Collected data
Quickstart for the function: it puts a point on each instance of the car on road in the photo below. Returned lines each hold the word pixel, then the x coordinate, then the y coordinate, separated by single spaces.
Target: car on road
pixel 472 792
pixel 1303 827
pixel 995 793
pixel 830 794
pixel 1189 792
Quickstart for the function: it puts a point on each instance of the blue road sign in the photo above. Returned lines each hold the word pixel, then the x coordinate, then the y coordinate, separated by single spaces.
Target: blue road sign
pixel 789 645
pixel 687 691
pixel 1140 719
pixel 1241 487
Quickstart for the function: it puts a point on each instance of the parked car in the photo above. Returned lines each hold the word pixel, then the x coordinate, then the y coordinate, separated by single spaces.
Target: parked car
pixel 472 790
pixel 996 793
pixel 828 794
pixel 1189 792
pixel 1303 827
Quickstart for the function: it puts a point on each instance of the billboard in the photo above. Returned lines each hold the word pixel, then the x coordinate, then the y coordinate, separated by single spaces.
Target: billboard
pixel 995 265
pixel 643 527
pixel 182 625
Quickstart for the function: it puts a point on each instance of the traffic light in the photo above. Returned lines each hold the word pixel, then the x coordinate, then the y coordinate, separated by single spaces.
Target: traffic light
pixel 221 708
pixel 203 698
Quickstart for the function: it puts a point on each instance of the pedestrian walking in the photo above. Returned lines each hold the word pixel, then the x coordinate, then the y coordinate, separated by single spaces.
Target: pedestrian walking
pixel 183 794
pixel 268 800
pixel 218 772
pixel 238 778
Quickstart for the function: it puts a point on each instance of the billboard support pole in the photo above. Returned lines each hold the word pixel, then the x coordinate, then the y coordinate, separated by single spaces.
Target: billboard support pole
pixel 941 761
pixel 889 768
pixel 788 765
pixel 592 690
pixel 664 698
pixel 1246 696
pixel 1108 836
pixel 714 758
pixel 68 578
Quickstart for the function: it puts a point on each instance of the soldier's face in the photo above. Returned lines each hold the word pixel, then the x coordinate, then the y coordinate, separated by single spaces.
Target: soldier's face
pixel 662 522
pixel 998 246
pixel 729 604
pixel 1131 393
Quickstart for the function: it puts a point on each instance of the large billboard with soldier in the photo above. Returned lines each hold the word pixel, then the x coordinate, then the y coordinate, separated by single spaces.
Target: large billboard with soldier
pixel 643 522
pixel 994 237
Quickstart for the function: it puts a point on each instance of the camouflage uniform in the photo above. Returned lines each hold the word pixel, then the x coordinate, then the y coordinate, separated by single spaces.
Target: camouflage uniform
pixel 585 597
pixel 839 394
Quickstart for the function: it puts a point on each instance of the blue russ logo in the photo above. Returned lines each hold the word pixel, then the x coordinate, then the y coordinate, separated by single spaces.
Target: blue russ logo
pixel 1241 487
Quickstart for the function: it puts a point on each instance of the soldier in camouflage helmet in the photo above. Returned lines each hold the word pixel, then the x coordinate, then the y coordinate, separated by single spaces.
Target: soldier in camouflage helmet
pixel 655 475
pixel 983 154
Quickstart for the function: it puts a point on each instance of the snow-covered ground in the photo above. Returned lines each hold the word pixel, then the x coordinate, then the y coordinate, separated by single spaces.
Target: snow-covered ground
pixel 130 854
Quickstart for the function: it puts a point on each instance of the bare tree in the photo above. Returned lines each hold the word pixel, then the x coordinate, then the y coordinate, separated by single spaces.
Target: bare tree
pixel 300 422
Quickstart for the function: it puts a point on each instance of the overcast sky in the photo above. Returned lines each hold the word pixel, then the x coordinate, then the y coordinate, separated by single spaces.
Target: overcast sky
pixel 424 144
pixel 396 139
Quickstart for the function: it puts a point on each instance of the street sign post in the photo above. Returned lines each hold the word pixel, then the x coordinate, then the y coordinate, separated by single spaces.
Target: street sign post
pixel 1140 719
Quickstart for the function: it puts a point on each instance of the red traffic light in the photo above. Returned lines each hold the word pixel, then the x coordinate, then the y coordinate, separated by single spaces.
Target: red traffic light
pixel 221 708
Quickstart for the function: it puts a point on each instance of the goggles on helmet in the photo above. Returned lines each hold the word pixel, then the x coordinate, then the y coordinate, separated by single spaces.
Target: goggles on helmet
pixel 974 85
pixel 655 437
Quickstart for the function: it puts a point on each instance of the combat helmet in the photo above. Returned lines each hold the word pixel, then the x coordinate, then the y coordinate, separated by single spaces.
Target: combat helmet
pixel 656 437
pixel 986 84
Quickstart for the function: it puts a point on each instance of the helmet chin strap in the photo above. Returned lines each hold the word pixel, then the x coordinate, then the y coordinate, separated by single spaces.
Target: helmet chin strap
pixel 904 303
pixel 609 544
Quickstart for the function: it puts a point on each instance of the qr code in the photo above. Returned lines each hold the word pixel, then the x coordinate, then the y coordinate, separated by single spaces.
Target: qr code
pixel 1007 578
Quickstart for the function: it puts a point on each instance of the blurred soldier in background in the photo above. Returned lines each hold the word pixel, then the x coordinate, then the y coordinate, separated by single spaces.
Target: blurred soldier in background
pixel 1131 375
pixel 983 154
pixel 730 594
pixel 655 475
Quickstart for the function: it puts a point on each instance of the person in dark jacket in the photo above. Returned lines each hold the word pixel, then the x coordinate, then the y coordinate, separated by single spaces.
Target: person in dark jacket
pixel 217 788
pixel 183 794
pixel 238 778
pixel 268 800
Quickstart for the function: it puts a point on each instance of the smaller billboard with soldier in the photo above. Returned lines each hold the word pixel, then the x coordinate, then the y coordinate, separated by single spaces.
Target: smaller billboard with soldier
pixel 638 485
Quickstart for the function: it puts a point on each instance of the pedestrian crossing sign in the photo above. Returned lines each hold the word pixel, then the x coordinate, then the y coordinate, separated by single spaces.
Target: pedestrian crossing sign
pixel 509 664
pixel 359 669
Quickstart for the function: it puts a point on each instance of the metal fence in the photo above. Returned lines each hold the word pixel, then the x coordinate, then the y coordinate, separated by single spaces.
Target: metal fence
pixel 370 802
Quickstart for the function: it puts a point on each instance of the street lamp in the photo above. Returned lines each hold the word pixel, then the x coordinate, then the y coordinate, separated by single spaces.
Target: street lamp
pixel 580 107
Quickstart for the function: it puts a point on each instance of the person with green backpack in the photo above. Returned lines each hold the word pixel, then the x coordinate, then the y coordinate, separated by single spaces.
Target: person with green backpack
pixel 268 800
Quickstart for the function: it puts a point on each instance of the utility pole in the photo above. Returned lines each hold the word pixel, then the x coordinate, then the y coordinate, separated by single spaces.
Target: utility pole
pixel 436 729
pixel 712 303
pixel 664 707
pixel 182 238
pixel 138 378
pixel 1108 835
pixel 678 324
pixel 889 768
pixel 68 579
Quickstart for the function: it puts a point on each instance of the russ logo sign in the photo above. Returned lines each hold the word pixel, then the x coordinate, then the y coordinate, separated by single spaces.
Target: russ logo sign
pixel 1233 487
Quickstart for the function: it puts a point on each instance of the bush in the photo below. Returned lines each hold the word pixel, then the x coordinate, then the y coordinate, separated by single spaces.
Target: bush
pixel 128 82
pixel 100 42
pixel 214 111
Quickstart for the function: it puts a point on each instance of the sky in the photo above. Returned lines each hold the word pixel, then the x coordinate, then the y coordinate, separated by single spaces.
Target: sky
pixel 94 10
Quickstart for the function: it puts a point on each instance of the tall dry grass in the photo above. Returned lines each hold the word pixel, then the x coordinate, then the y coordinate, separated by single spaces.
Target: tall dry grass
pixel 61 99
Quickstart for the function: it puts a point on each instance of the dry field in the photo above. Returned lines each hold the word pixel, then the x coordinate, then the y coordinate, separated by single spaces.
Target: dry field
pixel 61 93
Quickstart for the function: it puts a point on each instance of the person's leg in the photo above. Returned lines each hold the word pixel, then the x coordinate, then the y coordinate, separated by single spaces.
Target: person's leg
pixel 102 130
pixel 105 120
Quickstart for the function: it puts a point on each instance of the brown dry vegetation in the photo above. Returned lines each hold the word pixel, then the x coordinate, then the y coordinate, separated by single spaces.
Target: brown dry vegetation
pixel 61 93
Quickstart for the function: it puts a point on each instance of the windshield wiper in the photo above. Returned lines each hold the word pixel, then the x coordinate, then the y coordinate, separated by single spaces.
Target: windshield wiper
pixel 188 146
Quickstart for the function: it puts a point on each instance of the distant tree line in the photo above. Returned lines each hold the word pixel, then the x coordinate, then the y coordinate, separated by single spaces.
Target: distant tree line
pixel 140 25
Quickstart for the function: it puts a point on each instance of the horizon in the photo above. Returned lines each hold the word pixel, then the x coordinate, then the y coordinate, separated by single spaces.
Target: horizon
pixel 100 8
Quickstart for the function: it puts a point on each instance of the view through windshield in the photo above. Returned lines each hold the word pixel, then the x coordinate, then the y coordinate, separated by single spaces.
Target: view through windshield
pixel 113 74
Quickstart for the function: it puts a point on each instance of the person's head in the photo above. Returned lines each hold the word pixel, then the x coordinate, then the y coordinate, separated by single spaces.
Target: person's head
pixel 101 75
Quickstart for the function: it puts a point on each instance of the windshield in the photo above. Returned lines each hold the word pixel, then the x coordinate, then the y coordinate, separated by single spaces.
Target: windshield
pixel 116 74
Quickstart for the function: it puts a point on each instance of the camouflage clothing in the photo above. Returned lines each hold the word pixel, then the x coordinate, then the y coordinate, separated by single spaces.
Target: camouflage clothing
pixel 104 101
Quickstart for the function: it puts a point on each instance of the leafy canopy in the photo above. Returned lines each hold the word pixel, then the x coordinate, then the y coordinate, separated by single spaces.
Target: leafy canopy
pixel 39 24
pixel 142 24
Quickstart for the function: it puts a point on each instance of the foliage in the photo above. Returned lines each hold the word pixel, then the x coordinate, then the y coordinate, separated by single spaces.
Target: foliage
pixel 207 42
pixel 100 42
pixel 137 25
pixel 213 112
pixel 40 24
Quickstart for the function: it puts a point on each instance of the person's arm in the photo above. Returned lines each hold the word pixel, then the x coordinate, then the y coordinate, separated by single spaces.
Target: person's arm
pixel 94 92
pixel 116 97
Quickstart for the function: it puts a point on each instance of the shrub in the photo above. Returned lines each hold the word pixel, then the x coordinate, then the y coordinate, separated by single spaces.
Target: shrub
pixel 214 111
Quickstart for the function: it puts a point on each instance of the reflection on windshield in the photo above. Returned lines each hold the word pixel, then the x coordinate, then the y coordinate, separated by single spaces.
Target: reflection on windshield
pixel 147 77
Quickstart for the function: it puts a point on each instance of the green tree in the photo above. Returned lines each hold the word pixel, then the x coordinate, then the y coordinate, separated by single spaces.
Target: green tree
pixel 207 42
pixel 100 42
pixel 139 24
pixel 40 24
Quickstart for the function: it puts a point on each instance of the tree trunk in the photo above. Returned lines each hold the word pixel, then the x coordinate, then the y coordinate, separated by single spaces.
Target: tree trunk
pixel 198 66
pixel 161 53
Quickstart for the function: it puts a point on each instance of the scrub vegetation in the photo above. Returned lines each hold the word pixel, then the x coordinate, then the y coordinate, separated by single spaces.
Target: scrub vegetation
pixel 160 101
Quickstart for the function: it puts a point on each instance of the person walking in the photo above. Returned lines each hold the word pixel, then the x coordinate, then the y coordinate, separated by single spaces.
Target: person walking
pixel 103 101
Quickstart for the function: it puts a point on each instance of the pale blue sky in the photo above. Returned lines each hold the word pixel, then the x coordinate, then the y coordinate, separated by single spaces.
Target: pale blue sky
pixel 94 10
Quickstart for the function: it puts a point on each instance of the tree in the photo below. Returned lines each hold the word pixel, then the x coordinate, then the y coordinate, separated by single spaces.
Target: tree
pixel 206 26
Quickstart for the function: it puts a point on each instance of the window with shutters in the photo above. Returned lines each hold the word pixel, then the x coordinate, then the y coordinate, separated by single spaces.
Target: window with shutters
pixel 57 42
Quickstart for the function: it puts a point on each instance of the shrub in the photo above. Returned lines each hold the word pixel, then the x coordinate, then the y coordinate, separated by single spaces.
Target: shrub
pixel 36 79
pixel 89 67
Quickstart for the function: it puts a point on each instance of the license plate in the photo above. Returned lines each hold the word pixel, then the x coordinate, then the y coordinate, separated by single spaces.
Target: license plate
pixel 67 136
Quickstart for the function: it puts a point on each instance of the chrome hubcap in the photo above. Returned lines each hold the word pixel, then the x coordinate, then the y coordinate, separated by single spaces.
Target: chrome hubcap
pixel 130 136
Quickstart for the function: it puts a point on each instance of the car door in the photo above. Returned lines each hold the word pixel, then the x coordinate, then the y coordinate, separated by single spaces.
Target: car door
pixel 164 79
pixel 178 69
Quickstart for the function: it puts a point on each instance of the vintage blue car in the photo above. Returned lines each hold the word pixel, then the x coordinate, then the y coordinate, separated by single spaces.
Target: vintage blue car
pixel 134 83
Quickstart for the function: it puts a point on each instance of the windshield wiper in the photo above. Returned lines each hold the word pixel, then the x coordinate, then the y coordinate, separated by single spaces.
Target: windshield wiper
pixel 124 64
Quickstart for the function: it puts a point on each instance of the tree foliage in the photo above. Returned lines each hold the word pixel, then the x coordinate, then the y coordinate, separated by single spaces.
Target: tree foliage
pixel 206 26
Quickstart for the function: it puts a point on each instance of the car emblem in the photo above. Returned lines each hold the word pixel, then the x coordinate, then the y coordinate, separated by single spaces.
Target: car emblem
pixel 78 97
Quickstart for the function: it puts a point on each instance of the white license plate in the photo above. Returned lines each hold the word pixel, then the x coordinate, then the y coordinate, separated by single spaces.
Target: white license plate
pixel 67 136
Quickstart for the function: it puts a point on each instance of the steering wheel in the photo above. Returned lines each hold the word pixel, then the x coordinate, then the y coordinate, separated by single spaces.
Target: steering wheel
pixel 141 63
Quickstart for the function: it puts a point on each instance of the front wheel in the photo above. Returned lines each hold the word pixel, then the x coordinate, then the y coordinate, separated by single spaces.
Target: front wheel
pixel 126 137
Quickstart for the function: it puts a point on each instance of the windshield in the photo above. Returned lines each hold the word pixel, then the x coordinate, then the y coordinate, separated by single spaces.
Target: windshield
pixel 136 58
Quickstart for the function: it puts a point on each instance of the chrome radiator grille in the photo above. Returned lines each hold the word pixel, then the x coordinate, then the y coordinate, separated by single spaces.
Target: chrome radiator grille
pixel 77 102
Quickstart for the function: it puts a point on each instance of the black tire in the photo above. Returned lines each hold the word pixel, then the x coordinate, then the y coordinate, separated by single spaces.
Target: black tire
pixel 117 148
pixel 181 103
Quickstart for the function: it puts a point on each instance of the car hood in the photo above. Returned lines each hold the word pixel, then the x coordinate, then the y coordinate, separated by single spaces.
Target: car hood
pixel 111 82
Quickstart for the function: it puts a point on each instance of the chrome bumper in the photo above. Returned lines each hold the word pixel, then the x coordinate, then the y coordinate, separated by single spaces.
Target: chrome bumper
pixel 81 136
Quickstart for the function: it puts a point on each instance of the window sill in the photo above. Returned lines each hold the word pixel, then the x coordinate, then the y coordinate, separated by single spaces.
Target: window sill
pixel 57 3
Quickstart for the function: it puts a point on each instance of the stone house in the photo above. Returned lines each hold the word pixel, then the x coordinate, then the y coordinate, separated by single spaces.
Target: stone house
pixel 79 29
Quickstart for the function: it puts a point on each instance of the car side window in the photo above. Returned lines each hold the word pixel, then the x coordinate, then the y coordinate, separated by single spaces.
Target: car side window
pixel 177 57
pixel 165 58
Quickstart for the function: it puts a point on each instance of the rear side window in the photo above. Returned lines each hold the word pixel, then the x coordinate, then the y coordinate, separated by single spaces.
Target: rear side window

## Problem to solve:
Which lines in the records above include the word "below"? Copy them out.

## Exercise result:
Quickstart for the function: it puts a point on each instance of the car on road in the photo below. Returned lines each hold the word pixel, then the x coordinate, then the y coordinate, separated by single spaces.
Quickstart for the function: it puts a point on each instance of the bush in the photo below. Returned lines each hold the word pixel, then the x coordinate, then the y coordinate, separated by single spaces.
Quickstart for the function: it puts a point on each instance of the tree in the photo below. Returned lines each hold the word pixel, then the x coordinate, then the y coordinate, separated by single spaces.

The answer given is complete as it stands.